Pointing dataset records:
++++++++

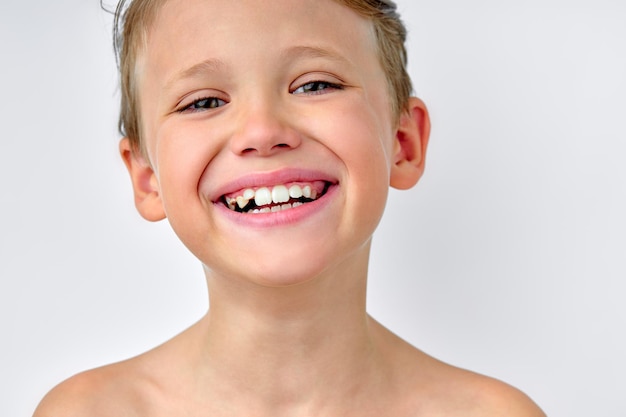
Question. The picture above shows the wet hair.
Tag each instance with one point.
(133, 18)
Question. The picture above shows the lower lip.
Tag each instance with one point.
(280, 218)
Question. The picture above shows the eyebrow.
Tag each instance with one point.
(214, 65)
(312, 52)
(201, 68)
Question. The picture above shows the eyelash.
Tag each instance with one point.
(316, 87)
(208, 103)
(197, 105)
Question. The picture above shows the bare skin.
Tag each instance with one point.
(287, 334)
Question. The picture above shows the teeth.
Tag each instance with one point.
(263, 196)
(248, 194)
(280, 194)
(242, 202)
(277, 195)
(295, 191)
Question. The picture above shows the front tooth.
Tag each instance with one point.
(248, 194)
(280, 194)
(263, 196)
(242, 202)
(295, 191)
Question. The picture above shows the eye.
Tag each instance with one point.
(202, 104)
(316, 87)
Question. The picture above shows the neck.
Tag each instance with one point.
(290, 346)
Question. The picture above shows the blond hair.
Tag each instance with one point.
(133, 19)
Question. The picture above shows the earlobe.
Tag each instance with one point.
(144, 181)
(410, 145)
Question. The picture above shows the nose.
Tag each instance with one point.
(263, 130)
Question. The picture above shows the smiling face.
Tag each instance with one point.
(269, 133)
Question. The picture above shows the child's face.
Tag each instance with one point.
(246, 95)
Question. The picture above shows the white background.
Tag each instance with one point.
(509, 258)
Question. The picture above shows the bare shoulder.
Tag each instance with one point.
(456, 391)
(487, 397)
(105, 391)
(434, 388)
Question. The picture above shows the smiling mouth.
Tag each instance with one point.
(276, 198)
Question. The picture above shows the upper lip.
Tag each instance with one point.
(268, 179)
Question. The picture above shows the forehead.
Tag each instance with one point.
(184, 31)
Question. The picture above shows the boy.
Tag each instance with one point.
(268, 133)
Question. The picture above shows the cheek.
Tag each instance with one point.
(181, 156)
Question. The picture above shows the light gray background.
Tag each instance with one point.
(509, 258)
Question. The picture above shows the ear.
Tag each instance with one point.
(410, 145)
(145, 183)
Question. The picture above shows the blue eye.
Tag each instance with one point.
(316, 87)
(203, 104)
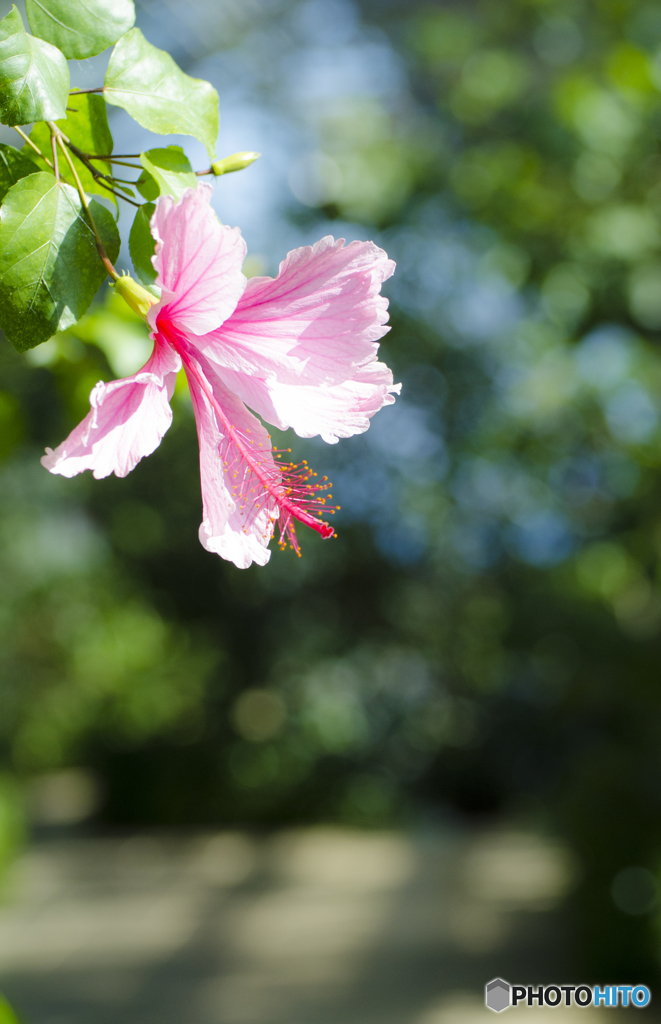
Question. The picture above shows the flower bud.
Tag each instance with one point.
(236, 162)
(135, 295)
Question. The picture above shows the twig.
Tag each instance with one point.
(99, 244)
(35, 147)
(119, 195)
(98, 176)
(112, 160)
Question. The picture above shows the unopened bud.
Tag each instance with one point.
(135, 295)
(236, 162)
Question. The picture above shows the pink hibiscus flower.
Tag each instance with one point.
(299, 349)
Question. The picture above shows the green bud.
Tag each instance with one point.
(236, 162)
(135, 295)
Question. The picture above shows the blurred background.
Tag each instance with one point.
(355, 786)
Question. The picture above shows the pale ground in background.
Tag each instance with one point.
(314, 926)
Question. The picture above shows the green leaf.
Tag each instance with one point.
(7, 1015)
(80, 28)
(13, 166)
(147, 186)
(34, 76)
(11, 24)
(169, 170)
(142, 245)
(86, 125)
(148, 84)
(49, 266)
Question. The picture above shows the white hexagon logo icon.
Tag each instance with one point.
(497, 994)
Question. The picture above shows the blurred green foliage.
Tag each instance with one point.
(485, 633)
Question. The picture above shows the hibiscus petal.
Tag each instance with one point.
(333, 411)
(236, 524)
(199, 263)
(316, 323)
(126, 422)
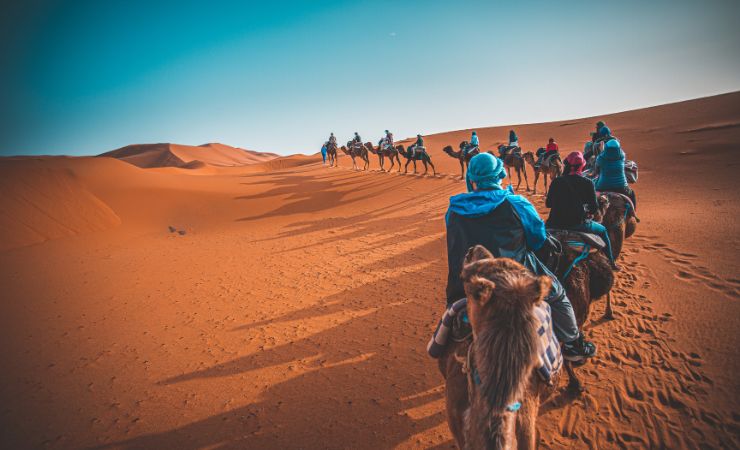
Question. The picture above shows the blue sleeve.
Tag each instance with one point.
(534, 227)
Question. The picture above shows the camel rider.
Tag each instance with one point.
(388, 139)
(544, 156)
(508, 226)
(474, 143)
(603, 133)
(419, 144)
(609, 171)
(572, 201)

++++++++

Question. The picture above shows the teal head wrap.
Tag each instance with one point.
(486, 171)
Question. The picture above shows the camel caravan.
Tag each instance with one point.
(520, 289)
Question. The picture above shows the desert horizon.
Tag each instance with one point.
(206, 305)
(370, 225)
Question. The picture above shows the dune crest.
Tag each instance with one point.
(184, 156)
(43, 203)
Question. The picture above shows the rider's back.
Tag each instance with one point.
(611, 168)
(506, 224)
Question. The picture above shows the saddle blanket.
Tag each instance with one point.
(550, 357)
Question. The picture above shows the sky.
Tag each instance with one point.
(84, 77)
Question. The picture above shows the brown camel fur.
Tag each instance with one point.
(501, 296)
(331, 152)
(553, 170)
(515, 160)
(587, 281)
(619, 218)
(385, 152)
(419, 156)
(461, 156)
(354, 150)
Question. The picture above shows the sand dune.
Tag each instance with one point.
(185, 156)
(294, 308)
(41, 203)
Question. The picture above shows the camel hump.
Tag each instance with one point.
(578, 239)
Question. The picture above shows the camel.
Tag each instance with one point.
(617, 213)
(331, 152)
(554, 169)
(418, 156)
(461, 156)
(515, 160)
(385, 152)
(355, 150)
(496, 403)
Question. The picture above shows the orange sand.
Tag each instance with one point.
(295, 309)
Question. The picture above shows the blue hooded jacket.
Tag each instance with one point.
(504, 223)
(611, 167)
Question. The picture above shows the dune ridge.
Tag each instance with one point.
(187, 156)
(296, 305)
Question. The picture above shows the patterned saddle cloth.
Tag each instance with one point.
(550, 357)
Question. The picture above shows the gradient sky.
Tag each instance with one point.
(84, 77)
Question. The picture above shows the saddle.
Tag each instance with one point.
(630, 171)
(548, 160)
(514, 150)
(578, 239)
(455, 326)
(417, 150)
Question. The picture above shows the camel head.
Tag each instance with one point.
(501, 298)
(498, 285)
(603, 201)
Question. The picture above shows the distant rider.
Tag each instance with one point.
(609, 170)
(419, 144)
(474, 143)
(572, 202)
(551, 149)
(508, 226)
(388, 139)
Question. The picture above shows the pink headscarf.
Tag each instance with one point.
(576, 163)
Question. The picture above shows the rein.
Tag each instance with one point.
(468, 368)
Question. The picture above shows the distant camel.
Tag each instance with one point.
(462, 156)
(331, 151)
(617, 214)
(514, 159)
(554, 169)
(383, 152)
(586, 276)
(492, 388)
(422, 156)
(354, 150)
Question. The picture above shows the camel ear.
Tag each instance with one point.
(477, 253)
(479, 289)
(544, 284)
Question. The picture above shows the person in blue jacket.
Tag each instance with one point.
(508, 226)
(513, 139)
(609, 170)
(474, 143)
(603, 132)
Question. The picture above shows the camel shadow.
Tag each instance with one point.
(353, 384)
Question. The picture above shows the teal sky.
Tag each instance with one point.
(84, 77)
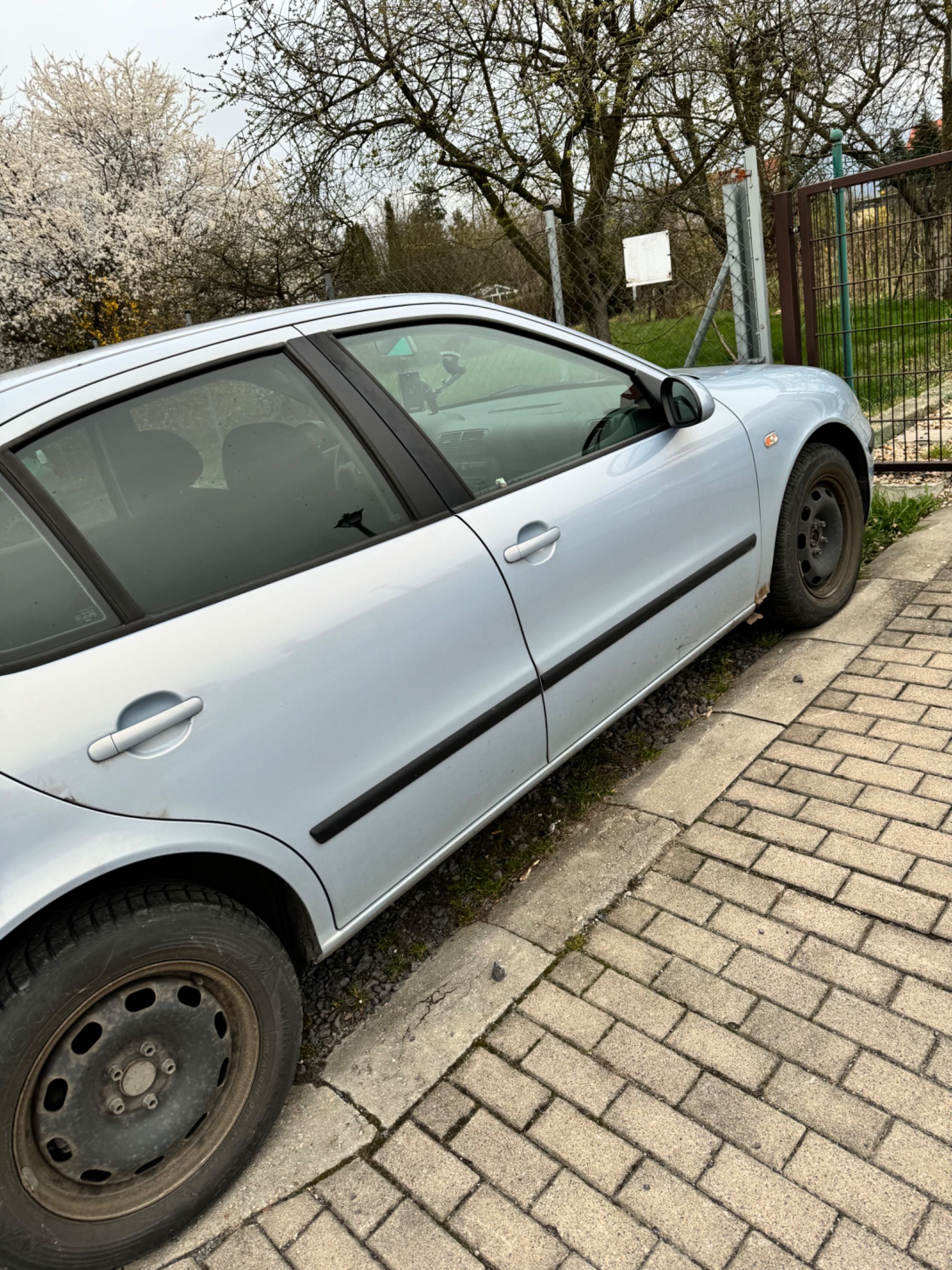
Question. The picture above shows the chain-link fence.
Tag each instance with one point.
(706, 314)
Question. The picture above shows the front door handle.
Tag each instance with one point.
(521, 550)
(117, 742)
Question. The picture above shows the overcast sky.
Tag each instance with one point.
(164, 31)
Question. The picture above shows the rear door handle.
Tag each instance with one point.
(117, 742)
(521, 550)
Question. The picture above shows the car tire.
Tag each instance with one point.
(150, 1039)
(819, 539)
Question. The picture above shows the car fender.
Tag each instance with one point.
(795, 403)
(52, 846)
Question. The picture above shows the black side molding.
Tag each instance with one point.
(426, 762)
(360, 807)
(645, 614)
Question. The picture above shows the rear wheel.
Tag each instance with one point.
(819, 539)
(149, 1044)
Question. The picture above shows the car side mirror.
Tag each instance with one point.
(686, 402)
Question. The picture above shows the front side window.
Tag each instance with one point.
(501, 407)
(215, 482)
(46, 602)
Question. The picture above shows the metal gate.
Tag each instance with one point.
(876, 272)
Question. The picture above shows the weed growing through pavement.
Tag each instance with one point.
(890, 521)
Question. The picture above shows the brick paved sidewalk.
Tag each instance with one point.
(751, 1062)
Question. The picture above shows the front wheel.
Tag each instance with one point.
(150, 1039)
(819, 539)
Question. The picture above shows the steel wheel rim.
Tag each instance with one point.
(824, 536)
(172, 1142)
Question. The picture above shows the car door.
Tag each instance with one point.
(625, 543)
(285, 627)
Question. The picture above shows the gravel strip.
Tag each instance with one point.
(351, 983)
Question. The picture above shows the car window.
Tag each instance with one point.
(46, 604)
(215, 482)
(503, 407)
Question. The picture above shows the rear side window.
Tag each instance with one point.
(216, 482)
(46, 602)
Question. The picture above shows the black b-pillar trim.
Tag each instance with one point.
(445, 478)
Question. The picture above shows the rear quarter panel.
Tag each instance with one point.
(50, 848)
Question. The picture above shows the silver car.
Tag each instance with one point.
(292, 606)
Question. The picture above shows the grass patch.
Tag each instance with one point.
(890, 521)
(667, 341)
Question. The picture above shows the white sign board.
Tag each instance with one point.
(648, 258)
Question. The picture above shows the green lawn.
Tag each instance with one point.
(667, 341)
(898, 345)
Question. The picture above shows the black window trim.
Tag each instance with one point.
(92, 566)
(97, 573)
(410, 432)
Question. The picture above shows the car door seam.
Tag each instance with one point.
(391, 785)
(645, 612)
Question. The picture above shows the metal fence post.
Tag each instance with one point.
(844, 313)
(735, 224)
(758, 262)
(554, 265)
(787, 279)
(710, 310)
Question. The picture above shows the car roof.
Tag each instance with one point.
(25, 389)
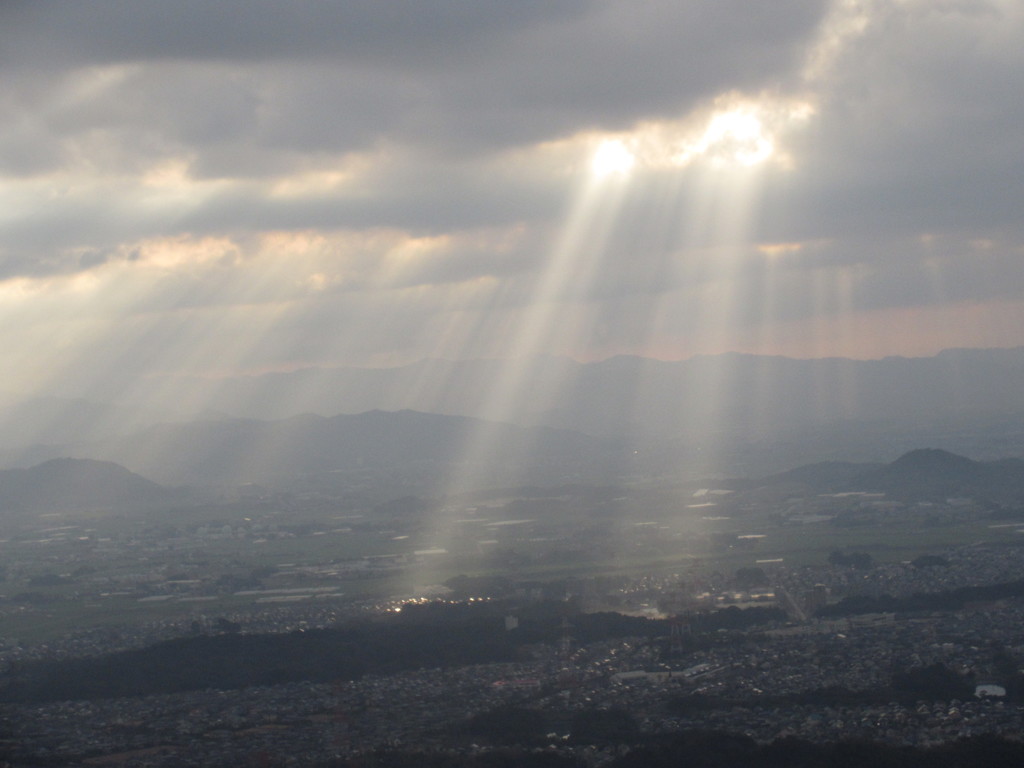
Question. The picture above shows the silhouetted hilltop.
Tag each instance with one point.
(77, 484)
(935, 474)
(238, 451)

++++++++

▸ Do this
Pick out every line in the pointing dataset records above that contains the word "black" and copy each one.

▸ Result of this exercise
Question. The picture above shows the black side molding.
Question. The picture above shows the black b-pillar trim.
Question. The picture above shows the black window trim.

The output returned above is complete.